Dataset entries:
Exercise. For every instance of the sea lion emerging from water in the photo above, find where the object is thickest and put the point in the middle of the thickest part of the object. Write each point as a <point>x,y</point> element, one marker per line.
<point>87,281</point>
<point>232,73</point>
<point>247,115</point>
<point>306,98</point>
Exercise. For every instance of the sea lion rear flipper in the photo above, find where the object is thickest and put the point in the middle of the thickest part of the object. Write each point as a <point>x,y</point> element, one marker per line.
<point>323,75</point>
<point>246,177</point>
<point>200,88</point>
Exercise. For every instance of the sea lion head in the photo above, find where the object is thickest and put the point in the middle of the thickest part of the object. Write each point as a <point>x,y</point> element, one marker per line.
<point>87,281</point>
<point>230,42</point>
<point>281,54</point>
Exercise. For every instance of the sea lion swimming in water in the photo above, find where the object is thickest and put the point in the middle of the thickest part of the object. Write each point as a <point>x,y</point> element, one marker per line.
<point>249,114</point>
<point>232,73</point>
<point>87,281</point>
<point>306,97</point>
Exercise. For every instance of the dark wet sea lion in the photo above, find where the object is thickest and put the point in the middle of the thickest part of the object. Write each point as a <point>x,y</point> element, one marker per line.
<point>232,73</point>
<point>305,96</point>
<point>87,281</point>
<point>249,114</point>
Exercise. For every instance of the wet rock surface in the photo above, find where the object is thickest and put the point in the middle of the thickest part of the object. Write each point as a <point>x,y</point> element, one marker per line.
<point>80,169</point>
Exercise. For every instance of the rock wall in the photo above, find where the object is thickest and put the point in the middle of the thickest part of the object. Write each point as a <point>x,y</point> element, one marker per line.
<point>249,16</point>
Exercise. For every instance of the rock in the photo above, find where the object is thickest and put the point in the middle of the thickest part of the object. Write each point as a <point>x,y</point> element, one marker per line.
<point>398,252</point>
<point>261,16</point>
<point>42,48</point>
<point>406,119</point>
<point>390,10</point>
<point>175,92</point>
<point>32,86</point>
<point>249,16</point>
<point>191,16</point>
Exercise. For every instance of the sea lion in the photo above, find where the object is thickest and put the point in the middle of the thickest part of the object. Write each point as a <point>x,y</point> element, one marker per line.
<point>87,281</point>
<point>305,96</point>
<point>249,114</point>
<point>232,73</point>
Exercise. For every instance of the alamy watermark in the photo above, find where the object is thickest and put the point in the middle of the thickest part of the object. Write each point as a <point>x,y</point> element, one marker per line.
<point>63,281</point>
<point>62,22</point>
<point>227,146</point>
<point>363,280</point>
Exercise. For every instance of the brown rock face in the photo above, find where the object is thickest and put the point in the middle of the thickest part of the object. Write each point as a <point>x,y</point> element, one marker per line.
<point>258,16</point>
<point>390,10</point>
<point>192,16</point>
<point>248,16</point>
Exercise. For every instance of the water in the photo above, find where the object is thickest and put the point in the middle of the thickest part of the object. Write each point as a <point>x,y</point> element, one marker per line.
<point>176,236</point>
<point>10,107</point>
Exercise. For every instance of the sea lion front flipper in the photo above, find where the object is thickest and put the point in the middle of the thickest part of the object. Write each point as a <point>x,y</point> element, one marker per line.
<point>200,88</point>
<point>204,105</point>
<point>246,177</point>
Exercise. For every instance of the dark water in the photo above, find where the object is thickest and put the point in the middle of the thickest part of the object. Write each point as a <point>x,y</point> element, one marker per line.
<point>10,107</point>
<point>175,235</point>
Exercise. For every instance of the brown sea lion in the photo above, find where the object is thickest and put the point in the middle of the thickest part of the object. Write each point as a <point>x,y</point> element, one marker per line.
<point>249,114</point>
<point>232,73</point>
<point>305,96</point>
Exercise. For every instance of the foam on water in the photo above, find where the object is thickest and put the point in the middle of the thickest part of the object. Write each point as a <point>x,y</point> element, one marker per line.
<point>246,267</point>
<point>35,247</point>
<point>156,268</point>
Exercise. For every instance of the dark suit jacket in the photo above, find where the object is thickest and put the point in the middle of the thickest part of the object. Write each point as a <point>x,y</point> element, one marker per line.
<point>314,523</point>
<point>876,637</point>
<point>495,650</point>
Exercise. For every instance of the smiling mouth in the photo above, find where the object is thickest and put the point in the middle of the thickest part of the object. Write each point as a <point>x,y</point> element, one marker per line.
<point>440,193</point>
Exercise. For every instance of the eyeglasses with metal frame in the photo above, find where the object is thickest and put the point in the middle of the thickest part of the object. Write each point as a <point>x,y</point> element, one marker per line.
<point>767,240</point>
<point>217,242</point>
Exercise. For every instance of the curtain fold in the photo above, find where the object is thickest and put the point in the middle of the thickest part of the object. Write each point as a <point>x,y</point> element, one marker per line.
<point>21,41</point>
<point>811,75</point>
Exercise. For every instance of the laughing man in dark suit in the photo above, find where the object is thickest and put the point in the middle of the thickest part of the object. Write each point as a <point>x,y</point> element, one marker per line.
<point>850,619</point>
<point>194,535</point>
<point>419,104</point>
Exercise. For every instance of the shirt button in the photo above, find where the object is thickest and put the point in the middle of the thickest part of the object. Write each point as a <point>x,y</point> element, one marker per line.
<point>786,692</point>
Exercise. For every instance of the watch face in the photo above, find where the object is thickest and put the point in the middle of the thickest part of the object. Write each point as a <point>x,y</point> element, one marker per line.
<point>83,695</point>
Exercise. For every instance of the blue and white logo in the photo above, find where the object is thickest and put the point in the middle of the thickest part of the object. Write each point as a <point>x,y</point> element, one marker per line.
---
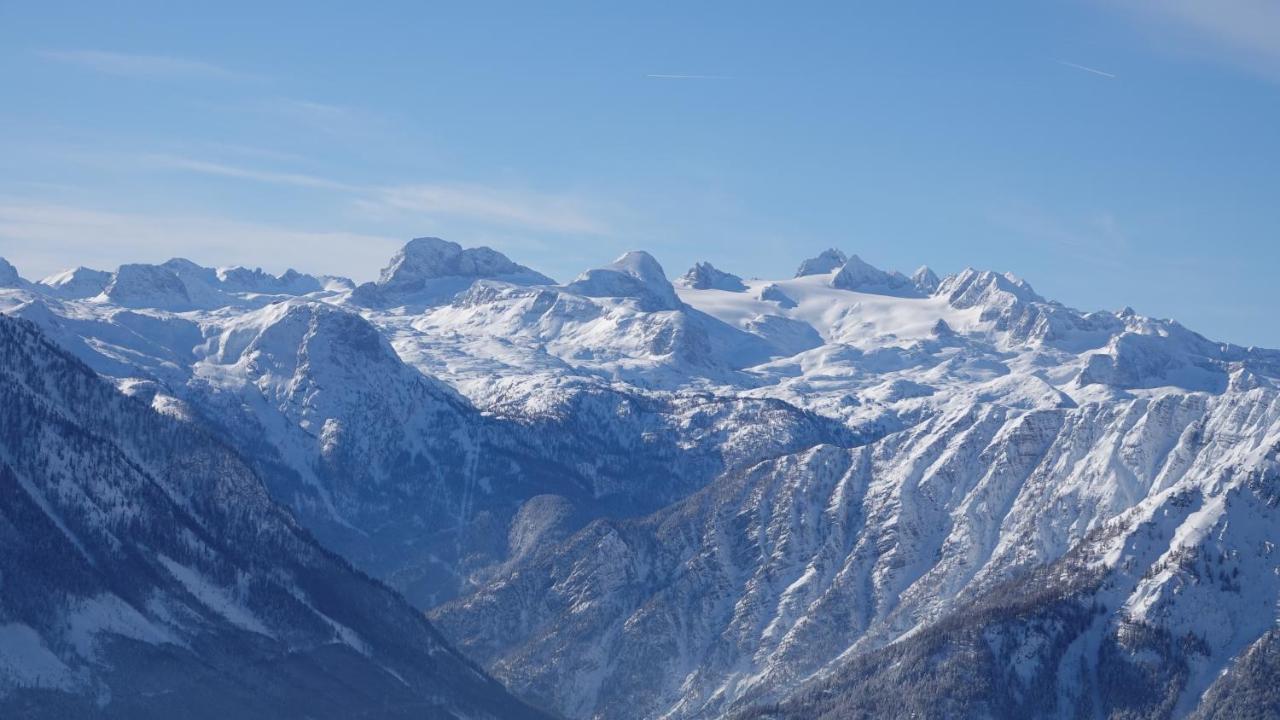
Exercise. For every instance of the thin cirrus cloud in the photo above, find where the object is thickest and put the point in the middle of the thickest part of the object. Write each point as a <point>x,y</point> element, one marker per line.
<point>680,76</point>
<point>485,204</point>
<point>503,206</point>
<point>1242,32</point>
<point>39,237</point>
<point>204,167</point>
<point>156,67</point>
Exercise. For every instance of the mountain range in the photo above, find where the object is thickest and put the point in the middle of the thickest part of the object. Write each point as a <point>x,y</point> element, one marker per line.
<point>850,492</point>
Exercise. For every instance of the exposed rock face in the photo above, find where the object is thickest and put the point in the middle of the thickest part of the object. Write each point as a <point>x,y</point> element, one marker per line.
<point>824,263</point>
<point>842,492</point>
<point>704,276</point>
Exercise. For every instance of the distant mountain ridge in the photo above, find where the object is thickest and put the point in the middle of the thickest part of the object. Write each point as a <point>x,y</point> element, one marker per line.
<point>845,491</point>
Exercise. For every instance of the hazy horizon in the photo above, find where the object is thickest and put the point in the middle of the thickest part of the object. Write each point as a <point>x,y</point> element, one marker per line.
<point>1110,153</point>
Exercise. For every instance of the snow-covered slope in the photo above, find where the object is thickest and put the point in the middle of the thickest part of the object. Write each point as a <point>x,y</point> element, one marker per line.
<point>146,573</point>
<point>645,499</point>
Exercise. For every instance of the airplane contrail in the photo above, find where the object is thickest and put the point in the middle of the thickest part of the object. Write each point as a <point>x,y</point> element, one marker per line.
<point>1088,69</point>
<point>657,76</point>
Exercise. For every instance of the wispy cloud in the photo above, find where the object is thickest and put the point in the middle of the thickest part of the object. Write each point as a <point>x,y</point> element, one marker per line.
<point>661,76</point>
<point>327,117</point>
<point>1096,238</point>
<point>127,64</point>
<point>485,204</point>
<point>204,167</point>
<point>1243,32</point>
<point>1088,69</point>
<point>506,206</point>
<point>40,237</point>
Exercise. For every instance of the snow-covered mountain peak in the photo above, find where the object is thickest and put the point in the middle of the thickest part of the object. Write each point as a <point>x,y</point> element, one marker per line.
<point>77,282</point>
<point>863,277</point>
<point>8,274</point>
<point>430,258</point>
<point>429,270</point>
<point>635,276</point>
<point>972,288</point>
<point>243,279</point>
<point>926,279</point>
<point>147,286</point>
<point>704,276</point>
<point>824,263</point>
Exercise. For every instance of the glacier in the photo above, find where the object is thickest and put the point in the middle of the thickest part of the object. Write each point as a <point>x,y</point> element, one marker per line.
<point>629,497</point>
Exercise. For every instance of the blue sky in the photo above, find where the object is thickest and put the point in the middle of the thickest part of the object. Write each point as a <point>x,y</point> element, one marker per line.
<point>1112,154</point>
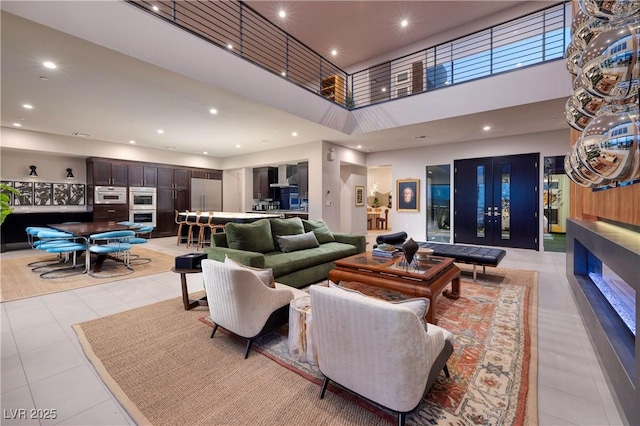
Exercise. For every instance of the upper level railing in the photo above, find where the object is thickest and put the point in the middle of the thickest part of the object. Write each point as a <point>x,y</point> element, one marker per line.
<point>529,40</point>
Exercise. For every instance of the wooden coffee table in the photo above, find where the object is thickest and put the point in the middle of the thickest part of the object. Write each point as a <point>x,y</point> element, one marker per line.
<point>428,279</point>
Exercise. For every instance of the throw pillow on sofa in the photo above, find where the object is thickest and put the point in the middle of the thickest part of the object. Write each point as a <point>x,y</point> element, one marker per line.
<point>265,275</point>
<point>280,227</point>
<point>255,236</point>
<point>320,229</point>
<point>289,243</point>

▸ Problem requirements: Would you retype the lines above from the one with "Exercise. For every instance of the eyeglasses" down to the one with "Exercise. For every instance of the blue and", word for word, both ends included and no other lines?

▸ Your solution:
Exercise. For every instance of the eyeglasses with metal frame in the photo above, find where the object is thickest and put the point in the middle of the thickest part of the object. Write each point as a <point>x,y</point> element, one marker per line.
<point>767,240</point>
<point>217,242</point>
Exercise. For every instance of the curtain fold in the photo above, find where the object is thickest and put the point in the middle of the thickest part of the object. Write each point as a <point>x,y</point> element, one marker per line.
<point>21,41</point>
<point>811,75</point>
Exercise. For every instance of the laughing man in dark suit in the photo above, find where the object is thickest and put the point in the middle of the thickest part of the object. Write each point as a <point>x,y</point> element, one marker per line.
<point>850,619</point>
<point>194,535</point>
<point>419,104</point>
Exercise. For every instance of the shirt button in the photo above, find where the object is thickest and put the point in the middle of the thickest part of the object. Write each point as a <point>x,y</point> element, one marker per line.
<point>786,692</point>
Exercise. For every instance of the watch face in the photo above, find where the object is thickest and put the point in the middle of the thickest part of the object. Write each point as a <point>x,y</point> element, one marker per line.
<point>83,695</point>
Exercise. For every instance of the blue and white logo in the photo above, find where the object is thickest and put the point in the middle of the thickest part of the object. Write each point as a <point>x,y</point> element, one marker per line.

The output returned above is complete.